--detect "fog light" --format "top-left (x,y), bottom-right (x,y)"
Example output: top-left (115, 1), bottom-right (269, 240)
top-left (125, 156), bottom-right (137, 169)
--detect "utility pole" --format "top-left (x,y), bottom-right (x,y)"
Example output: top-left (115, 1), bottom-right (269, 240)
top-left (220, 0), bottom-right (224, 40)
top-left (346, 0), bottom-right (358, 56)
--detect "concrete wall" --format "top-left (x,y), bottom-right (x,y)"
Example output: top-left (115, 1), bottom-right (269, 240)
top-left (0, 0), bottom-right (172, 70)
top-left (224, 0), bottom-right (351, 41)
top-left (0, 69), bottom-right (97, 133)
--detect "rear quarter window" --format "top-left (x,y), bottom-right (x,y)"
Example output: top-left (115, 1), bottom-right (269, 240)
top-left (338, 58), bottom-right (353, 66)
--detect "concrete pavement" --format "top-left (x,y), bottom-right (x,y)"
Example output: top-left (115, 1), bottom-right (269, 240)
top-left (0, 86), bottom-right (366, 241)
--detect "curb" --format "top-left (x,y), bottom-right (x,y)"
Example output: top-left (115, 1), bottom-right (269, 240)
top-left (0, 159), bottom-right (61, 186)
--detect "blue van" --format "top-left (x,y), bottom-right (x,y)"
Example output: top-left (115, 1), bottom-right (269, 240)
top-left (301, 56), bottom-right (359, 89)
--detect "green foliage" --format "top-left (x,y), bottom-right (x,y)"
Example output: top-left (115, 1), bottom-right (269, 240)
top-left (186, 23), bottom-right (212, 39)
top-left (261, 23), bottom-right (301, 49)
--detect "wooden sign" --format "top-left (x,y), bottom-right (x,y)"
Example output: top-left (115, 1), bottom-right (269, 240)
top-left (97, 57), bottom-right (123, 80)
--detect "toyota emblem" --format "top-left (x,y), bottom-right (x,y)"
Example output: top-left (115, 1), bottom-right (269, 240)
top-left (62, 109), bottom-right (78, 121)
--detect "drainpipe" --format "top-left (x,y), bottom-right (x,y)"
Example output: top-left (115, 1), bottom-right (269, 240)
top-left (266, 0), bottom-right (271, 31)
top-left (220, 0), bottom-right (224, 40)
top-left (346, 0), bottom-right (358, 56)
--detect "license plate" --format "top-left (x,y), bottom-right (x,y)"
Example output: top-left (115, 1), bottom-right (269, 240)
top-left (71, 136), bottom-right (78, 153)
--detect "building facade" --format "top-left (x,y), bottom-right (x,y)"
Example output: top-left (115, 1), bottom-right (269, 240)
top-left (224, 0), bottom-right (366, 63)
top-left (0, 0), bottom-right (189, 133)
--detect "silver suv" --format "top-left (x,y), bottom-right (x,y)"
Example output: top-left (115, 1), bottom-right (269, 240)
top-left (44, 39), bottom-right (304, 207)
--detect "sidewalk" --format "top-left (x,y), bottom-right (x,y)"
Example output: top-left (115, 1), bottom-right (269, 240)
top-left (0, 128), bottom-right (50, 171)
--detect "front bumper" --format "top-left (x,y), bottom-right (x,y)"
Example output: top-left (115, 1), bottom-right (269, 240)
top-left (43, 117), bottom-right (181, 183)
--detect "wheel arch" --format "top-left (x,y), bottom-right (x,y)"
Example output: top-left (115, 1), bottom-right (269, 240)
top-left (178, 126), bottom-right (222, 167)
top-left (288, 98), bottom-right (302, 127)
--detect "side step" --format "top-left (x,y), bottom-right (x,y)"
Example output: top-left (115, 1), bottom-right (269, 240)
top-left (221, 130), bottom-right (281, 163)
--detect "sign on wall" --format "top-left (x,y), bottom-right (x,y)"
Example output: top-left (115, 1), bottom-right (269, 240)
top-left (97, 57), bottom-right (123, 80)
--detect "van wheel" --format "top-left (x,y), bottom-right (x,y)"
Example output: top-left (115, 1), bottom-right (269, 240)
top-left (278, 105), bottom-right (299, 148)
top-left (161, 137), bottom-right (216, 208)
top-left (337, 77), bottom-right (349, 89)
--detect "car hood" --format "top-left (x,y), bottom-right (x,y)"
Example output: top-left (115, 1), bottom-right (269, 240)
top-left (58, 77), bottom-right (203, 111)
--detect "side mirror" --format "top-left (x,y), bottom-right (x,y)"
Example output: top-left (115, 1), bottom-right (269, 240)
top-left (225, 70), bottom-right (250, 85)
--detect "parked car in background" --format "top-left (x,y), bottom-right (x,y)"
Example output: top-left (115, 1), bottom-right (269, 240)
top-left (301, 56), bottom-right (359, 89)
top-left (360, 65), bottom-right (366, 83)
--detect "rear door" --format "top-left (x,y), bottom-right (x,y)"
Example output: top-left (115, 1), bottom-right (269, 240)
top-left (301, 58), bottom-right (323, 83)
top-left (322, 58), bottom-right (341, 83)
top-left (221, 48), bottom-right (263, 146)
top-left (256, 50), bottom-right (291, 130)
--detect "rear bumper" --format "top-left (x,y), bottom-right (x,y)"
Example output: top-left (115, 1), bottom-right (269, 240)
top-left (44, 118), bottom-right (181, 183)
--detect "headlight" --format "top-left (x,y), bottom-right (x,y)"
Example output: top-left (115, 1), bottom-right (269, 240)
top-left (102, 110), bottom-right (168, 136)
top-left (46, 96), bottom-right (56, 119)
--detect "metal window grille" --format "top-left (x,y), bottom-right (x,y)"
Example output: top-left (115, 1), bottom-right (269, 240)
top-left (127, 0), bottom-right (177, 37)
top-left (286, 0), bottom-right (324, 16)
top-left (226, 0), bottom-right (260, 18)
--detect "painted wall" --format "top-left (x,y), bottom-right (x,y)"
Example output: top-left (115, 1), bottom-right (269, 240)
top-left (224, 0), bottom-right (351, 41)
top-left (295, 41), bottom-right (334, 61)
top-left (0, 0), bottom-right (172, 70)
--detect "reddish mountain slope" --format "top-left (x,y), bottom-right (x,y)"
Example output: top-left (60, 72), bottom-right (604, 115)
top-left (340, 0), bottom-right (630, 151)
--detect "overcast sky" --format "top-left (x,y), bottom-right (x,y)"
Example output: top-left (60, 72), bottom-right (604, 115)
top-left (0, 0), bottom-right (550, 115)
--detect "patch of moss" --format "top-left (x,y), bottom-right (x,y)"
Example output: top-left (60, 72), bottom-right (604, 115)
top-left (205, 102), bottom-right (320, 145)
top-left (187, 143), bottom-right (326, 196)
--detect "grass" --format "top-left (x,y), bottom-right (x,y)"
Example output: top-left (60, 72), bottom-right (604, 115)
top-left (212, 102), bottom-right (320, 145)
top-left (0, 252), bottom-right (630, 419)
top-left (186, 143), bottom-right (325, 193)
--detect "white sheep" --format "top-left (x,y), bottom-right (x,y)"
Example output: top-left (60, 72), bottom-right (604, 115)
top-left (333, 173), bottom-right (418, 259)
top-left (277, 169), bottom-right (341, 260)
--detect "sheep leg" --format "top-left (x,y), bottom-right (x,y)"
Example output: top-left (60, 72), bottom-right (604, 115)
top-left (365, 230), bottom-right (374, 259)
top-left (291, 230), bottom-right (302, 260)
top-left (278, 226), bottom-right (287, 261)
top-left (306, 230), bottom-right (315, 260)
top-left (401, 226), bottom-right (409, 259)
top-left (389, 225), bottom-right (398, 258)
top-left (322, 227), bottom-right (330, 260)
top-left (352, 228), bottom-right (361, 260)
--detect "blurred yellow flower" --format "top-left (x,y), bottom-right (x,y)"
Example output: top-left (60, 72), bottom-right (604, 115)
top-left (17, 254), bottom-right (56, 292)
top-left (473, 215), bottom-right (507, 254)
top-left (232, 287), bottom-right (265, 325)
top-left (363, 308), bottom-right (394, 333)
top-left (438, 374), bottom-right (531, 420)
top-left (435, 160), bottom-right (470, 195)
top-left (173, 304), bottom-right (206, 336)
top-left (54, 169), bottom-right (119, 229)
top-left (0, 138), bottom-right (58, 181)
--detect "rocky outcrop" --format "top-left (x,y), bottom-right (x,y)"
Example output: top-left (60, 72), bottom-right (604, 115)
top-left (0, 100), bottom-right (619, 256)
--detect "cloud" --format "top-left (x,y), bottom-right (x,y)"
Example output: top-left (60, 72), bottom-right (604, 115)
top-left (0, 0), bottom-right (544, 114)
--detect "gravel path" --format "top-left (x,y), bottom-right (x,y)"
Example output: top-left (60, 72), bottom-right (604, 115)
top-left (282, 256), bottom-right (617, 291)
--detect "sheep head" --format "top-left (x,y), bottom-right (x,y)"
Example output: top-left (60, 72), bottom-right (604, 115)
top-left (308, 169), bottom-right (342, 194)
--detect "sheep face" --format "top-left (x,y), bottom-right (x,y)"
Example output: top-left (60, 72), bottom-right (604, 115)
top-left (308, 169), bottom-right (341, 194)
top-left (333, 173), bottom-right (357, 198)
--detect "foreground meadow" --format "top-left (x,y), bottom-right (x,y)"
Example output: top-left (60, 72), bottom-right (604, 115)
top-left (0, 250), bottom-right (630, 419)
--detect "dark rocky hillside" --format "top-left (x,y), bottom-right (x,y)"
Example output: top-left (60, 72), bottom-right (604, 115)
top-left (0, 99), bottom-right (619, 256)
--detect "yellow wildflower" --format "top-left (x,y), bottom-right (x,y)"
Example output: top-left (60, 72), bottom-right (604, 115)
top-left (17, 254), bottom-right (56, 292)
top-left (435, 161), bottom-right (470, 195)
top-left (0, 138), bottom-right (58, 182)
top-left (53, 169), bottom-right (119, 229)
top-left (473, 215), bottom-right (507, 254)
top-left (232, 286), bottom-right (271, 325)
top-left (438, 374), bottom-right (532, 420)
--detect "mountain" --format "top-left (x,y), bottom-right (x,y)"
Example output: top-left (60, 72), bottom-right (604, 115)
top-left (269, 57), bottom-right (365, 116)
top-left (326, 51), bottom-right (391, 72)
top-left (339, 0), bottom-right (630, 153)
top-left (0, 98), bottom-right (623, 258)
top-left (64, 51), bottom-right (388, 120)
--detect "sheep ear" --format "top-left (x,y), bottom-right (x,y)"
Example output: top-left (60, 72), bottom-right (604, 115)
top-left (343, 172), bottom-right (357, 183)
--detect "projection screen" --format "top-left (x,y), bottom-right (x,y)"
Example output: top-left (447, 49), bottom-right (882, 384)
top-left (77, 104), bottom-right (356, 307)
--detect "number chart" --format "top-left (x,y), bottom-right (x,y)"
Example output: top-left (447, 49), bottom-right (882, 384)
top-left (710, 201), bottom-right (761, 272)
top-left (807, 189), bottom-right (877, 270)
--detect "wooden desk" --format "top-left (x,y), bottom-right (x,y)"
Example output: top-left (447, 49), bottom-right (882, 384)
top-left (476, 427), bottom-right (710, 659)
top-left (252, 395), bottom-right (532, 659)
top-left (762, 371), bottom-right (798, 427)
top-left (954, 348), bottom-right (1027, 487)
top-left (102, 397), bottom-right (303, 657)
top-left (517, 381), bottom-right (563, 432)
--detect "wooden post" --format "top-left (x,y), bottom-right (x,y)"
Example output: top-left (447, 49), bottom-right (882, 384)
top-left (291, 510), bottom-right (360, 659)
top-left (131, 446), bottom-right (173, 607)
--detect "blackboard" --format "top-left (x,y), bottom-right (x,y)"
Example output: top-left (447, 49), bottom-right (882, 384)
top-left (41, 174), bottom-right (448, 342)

:::

Por hacer
¿Puedes transcribir sin cambios el tramo desde el comienzo de las entradas hasta la línea que contiene "top-left (62, 109), bottom-right (78, 121)", con ambos extremos incluidos y sin nada más?

El resultado
--detect "fog light" --format "top-left (x,y), bottom-right (x,y)"
Example output: top-left (115, 1), bottom-right (269, 240)
top-left (125, 156), bottom-right (137, 169)
--detect "utility pole" --format "top-left (x,y), bottom-right (x,y)"
Example output: top-left (115, 1), bottom-right (269, 240)
top-left (220, 0), bottom-right (224, 40)
top-left (346, 0), bottom-right (358, 56)
--detect "concrete wall" --format "top-left (x,y), bottom-right (x,y)"
Example output: top-left (115, 1), bottom-right (269, 240)
top-left (0, 0), bottom-right (172, 70)
top-left (224, 0), bottom-right (351, 41)
top-left (0, 69), bottom-right (97, 133)
--detect "rear quarter window" --format "top-left (x,y), bottom-right (x,y)"
Example output: top-left (115, 1), bottom-right (269, 240)
top-left (338, 58), bottom-right (353, 66)
--detect "concrete pavement" --format "top-left (x,y), bottom-right (x,y)"
Example output: top-left (115, 1), bottom-right (269, 240)
top-left (0, 86), bottom-right (366, 241)
--detect "curb" --format "top-left (x,y), bottom-right (x,y)"
Example output: top-left (115, 1), bottom-right (269, 240)
top-left (0, 159), bottom-right (61, 186)
--detect "blue van" --format "top-left (x,y), bottom-right (x,y)"
Example output: top-left (115, 1), bottom-right (269, 240)
top-left (301, 56), bottom-right (359, 89)
--detect "green foliage" --format "top-left (x,y), bottom-right (x,y)"
Example output: top-left (115, 1), bottom-right (269, 240)
top-left (186, 23), bottom-right (212, 39)
top-left (261, 23), bottom-right (301, 49)
--detect "wooden sign" --format "top-left (x,y), bottom-right (x,y)"
Example output: top-left (115, 1), bottom-right (269, 240)
top-left (97, 57), bottom-right (123, 80)
--detect "toyota emblem" --format "top-left (x,y), bottom-right (x,y)"
Example output: top-left (115, 1), bottom-right (269, 240)
top-left (62, 109), bottom-right (78, 121)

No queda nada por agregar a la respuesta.